TASK STATEMENT:
Write out the whole listing, matching it exactly.

INFORMATION:
>>>

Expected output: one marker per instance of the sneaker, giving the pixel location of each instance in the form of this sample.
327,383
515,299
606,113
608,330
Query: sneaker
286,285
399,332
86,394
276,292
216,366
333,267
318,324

<<<

TASK RESULT:
Expected output: one marker per instance of the sneaker, giving the pixel location of each instance in the form of this sample.
327,383
515,299
606,113
608,330
Query: sneaker
286,285
399,332
86,394
276,292
216,366
333,267
318,324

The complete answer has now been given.